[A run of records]
____

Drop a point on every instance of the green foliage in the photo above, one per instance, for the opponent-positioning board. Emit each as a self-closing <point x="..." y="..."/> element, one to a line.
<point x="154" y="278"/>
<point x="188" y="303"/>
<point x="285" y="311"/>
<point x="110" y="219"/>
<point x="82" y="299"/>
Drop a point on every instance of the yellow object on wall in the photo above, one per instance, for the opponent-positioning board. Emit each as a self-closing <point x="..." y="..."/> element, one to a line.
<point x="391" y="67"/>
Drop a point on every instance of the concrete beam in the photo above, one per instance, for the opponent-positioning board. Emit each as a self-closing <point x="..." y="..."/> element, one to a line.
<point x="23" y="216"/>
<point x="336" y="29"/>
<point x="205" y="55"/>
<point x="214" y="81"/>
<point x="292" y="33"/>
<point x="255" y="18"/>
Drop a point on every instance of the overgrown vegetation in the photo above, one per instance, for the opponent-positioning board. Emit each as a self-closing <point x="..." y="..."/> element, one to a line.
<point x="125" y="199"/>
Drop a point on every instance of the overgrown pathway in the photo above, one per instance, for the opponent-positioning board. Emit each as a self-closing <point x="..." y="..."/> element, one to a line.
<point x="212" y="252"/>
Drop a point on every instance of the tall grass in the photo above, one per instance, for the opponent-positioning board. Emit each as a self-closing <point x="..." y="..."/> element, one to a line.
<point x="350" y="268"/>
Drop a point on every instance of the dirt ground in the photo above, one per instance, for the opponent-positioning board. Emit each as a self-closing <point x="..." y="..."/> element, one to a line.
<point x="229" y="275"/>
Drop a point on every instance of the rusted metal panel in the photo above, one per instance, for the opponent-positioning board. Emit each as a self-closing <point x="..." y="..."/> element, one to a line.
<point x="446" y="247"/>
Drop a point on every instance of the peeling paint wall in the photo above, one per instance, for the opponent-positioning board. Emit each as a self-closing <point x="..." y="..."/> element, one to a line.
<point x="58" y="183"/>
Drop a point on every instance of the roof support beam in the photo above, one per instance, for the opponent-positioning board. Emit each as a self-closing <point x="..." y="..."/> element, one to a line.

____

» **Job**:
Could you write out every one of the records above again, line for line, without changing anything?

» **Finished answer**:
Drop a point on every instance of the green foliage in the photo above, one per instance, for the opponent-positioning board. Emit each as a self-closing <point x="..." y="..."/> element, one to a line.
<point x="154" y="278"/>
<point x="188" y="303"/>
<point x="285" y="311"/>
<point x="110" y="219"/>
<point x="82" y="299"/>
Drop a point on every instance of the yellow object on wall in the photo above, one per instance, for the opponent-positioning board. Emit each as a self-closing <point x="..." y="..."/> element, one to a line.
<point x="391" y="67"/>
Drop a point on every instance of the concrete beam in the photo above, one per instance, for the opponent-positioning board. Emit each as a self-closing <point x="..." y="..."/> element, one to a line.
<point x="23" y="216"/>
<point x="336" y="29"/>
<point x="205" y="55"/>
<point x="214" y="81"/>
<point x="292" y="33"/>
<point x="255" y="18"/>
Drop a point on every instance of the overgrown vegetation in the photo above, one per instance, for the opponent-positioning board. Emit each as a self-closing <point x="..." y="..."/> element, one to a line.
<point x="125" y="199"/>
Drop a point on every instance of the overgrown pathway in the photo above, one per instance, for the opponent-positioning board. Emit each as a self-closing <point x="..." y="..."/> element, one to a line.
<point x="212" y="252"/>
Drop a point on every instance of the tall grass in the photo above, one per instance, for the opponent-positioning board. Emit each as a self-closing <point x="..." y="..."/> element, one to a line.
<point x="350" y="268"/>
Drop a point on every instance of the dirt ground in the photo above, one per instance, for the opponent-positioning board. Emit each as a self-closing <point x="..." y="..."/> element, one to a line.
<point x="229" y="275"/>
Drop a point on every instance of the rusted metal panel in the photo above, one per instance, for the opponent-positioning board. Emit each as a self-closing <point x="..." y="..."/> element, one to a line.
<point x="446" y="247"/>
Drop a point on every instance of the peeling paint wall in the photo above, one per instance, for the opponent-positioning board. Emit each as a self-closing <point x="..." y="..."/> element, one to a line.
<point x="58" y="183"/>
Drop a point on every instance of the roof support beam in the photo above, one per instance, for the opponent-positioning board. Emit each as a self-closing <point x="..." y="..."/> element, one to a line.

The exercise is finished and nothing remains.